Your task is to transcribe the entries below exactly, beginning with the line containing "Task: locate the billowing" and ending with the final line, and to add nothing else.
-- start TASK INPUTS --
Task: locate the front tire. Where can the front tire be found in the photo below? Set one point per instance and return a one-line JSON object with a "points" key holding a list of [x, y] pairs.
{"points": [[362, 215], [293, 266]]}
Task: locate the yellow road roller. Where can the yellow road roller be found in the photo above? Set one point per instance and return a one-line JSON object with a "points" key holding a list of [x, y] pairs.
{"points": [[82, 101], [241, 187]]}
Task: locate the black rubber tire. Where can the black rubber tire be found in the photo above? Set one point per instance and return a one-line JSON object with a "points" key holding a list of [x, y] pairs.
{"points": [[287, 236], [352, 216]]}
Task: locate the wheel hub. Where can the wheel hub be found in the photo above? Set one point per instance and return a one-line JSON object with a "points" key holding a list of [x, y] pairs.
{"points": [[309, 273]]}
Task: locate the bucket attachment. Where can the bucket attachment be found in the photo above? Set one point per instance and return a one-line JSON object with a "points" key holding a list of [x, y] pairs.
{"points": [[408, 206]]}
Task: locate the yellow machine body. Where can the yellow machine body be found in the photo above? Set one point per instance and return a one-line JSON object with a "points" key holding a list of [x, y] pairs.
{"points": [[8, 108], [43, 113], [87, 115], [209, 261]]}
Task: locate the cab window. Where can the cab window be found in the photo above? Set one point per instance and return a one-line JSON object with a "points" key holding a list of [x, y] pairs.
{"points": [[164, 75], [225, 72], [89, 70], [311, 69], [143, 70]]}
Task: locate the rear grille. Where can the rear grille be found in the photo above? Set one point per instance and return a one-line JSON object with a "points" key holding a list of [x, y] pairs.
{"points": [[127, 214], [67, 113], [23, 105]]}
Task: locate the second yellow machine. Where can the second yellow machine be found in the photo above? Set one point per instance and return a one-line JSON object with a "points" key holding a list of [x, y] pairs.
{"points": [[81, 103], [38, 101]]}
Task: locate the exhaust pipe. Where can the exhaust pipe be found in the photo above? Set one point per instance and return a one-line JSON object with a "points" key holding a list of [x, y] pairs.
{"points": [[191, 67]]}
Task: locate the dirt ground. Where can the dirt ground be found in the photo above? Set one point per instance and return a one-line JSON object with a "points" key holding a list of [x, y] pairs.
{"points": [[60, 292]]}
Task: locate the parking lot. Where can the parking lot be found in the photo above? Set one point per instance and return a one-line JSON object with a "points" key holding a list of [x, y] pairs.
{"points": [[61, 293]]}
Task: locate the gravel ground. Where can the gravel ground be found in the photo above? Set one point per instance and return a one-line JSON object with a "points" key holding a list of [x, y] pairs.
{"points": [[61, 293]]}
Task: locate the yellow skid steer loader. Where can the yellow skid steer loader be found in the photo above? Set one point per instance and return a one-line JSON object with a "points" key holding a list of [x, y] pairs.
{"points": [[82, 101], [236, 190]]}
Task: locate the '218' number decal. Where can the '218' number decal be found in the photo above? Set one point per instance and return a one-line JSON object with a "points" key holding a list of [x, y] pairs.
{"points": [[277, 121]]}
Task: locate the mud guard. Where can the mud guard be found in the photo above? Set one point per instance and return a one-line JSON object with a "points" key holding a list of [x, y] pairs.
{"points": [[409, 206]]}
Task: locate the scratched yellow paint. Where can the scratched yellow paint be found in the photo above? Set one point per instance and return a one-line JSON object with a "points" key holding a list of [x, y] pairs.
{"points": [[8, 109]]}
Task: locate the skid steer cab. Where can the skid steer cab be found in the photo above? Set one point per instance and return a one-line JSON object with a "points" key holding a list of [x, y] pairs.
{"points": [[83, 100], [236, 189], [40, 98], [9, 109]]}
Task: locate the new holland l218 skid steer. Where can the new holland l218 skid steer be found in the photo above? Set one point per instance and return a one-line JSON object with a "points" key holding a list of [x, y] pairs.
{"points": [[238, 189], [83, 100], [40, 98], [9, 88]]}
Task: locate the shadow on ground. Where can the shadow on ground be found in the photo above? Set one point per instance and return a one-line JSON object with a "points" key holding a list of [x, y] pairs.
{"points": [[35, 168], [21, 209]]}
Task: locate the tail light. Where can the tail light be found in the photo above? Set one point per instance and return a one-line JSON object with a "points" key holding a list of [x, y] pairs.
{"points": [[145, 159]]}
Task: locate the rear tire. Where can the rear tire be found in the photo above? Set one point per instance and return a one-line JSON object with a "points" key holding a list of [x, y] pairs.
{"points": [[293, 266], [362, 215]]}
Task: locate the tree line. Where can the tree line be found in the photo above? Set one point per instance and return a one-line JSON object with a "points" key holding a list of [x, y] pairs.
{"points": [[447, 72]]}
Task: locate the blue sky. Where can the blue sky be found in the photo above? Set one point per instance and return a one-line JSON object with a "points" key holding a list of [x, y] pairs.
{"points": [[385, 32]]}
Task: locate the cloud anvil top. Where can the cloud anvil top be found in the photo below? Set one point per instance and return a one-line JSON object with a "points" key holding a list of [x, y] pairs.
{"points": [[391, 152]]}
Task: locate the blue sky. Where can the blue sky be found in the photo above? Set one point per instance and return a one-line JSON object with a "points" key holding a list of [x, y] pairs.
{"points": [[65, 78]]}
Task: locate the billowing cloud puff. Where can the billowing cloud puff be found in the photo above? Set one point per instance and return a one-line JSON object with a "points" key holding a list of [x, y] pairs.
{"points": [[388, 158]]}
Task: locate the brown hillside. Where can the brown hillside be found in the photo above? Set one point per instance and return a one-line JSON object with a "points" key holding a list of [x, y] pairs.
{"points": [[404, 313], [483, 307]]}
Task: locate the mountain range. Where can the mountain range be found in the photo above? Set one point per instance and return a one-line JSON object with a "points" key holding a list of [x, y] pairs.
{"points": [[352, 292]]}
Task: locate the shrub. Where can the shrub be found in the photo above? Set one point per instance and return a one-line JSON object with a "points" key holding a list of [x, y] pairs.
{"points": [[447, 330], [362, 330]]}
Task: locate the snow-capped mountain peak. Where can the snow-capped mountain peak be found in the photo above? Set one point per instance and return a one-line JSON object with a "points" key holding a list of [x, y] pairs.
-- end TASK INPUTS --
● EXERCISE RESULT
Task: locate the billowing cloud puff. Where can the billowing cloud puff be found in the photo above? Set one point per instance and return a one-line JSON object with a "points" key holding a list of [x, y] pairs.
{"points": [[388, 158]]}
Task: locate the brown hillside. Where can the brown hillside be found in the photo above? Set one point per instance and return a one-line JSON object with a "points" key holding a list of [x, y] pairs.
{"points": [[404, 313], [483, 307]]}
Task: locate the mountain range. Where can the mountain range be found in the photo above? Set one point per instance and return a one-line JSON object with a "points" key holding a list of [x, y] pairs.
{"points": [[352, 292]]}
Task: locate the shrub. Where can the shrub be found in the photo above? Set one point per instance and return a one-line JSON object with a "points" key holding a list of [x, y] pairs.
{"points": [[447, 330], [362, 330]]}
Task: locate the snow-capped mountain peak. Where can the snow-capped mountain peak be found in the photo above? Set one point per instance and return a one-line JSON object with a "points" key holding a list of [x, y] pairs.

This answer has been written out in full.